§ **WORK ORDER**
The only acceptable output is every entry, printed exactly.

(Data extracted from a collection)
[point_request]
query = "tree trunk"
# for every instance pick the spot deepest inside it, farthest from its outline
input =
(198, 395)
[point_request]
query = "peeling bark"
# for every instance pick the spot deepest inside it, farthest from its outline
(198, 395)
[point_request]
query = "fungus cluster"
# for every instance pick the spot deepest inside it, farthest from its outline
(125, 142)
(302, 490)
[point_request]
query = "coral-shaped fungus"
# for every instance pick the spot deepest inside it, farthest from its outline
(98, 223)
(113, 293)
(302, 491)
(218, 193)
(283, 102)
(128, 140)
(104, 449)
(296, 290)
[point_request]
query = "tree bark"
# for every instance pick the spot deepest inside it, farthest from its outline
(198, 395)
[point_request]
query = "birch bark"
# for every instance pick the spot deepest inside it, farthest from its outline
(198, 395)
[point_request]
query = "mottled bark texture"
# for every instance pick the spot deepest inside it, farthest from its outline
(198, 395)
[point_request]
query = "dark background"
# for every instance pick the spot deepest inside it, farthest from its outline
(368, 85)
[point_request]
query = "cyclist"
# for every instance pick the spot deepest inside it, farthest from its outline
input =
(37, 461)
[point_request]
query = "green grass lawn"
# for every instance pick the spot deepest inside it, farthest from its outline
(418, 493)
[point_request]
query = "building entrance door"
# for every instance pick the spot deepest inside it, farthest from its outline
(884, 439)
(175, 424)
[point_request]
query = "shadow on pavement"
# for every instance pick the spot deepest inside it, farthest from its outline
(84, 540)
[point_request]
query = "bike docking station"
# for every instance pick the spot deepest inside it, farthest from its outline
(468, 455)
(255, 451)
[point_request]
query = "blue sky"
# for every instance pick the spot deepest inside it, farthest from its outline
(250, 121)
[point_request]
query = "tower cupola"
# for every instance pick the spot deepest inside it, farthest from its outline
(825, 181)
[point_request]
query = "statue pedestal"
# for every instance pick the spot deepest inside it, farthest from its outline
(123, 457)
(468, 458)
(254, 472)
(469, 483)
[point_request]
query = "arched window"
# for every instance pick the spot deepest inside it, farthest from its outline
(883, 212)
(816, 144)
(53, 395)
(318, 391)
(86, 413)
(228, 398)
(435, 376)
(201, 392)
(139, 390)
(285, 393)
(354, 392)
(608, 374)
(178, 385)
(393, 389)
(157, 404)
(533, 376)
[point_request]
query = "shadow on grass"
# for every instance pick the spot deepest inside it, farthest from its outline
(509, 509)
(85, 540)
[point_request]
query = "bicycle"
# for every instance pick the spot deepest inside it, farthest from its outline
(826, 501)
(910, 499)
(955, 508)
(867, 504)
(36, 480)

§ **ANSWER SPACE**
[point_request]
query = "tree trunk"
# for every instance pick the spot deepest inside it, farthest from its outline
input =
(198, 395)
[point_request]
query = "peeling bark"
# for every instance pick the spot deepest inside it, farthest from its outline
(198, 395)
[point_request]
query = "fungus cluster"
# for every instance pick the spot deepest inside it, farthest from its outline
(125, 142)
(302, 490)
[point_request]
query = "coral-shaped fungus"
# for every instance pick the spot deepest inside it, farthest from its outline
(98, 223)
(113, 293)
(302, 491)
(218, 193)
(283, 102)
(128, 140)
(104, 449)
(296, 290)
[point_request]
query = "tree bark"
# for every instance pick the spot deepest inside it, farthest from its outline
(198, 395)
[point_request]
query = "birch bark"
# for every instance pick the spot deepest inside it, farthest from its outline
(198, 395)
[point_request]
query = "mottled bark texture"
# for every instance pick the spot deepest inside it, farthest from its outline
(198, 395)
[point_request]
query = "dark background"
# for every instance pick the spot deepest inside it, farthest from its outline
(368, 85)
[point_request]
query = "cyclist"
# for every instance pick the spot deepest inside it, farthest from its outline
input =
(37, 461)
[point_request]
query = "green grass lawn"
# for every instance pick the spot deepest inside it, farthest from its outline
(418, 493)
[point_request]
query = "building entrance door"
# for every instance pick the spot deepest inside it, farthest from its outline
(884, 439)
(175, 424)
[point_request]
query = "shadow on pavement"
# for every instance pick the spot deepest inside it, farthest from its outline
(84, 540)
[point_request]
query = "bike docking station"
# for every instance pick the spot deepest inside it, farthest from its outline
(468, 455)
(255, 451)
[point_request]
query = "blue sky"
# for every instance pick the spot deepest inside it, farthest from its outline
(250, 121)
[point_request]
query = "tower cupola"
# for every instance pick the spot deepest inside it, farthest from its outline
(825, 181)
[point_request]
query = "statue pedestal"
# for every instance pick the spot deepest inside it, farthest from its outline
(123, 457)
(468, 458)
(254, 472)
(469, 483)
[point_request]
query = "arched window"
# for every instance pick the spot deepest inside it, farthest from its outline
(883, 212)
(816, 144)
(53, 395)
(318, 391)
(86, 413)
(228, 398)
(435, 376)
(201, 392)
(139, 390)
(285, 393)
(354, 392)
(608, 374)
(178, 385)
(393, 389)
(157, 404)
(533, 376)
[point_request]
query = "shadow on grass"
# for every instance pick the spot deepest inside it, farthest from its outline
(509, 509)
(85, 540)
[point_request]
query = "bicycle"
# for every instance pick the spot deepest inside it, farthest from its outline
(826, 501)
(910, 499)
(955, 508)
(867, 504)
(36, 480)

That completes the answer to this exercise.